= BRIEF =
Switch each "spreadsheet export" in the data below to "CSV file", and write out all the lines again with nothing else changed.

= RECORDS SHOWN =
· · · ·

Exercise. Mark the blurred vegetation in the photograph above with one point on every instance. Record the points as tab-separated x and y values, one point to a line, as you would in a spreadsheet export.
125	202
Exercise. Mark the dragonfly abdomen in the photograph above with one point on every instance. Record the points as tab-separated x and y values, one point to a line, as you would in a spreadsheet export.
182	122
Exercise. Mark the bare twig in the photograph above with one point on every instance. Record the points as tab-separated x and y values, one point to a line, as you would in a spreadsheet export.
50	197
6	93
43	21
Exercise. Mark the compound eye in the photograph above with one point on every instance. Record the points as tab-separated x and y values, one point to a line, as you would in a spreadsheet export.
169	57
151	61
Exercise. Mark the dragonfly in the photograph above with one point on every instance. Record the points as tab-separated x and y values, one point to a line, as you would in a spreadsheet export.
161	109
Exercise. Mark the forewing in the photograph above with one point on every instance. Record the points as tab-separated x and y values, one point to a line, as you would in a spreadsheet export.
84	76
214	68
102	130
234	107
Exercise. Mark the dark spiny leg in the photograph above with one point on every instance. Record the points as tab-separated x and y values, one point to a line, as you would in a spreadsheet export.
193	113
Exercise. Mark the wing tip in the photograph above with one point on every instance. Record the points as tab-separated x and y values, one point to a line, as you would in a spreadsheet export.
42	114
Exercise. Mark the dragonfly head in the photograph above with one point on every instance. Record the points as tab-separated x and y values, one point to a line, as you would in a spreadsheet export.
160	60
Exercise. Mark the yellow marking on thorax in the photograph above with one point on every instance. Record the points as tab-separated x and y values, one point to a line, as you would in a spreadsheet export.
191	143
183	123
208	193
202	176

· · · ·

= SOLVED PROBLEM =
Exercise. Mark the blurred vegetation in the photograph above with one point on every instance. Record the points as tab-separated x and y values, one point to a line, as you would in a CSV file.
125	202
Exercise. Mark the dragonfly abdomen in the photograph above with one point on every instance. Record the points as tab-separated x and y values, one point to a line, as you would in a CSV file.
182	122
Exercise. Mark the bare twig in the photograph above with one point on every instance. Record the points as tab-separated x and y values, one point to a line, as you would in a CSV file.
50	197
6	93
43	21
Exercise. Mark the compound eye in the photograph above with one point on every instance. Record the points as tab-separated x and y values, one point to a line, as you would in a CSV file.
169	57
151	61
Exercise. Mark the dragonfly in the photograph above with one point on every instance. Record the points as tab-separated x and y values, one point to a line, as you would in a CSV file.
161	109
Exercise. Mark the forewing in the photograph above with one point on every instance. Record the points as tab-separated x and y values, one point to a line, as you would in a CSV file.
84	76
214	68
102	130
234	107
Exercise. Mark the dark spiny leg in the photograph above with one point on every instance. Record the points as tab-separated x and y values, one point to a line, as you would in a CSV file.
193	113
Exercise. Mark the wing tip in the photograph above with one point on every instance. Record the points as tab-separated x and y values, one point to a line, as you would in a CSV file.
42	114
Exercise. Mark the dragonfly head in the photograph above with one point on every instance. Record the points as tab-separated x and y values, one point to a line, as you would in a CSV file.
160	60
Exercise. Mark the yellow marking on thorax in the photograph above with one point on every instance. Record the points as tab-separated x and y values, one point to a line, as you would in a CSV file.
191	143
183	123
208	193
202	176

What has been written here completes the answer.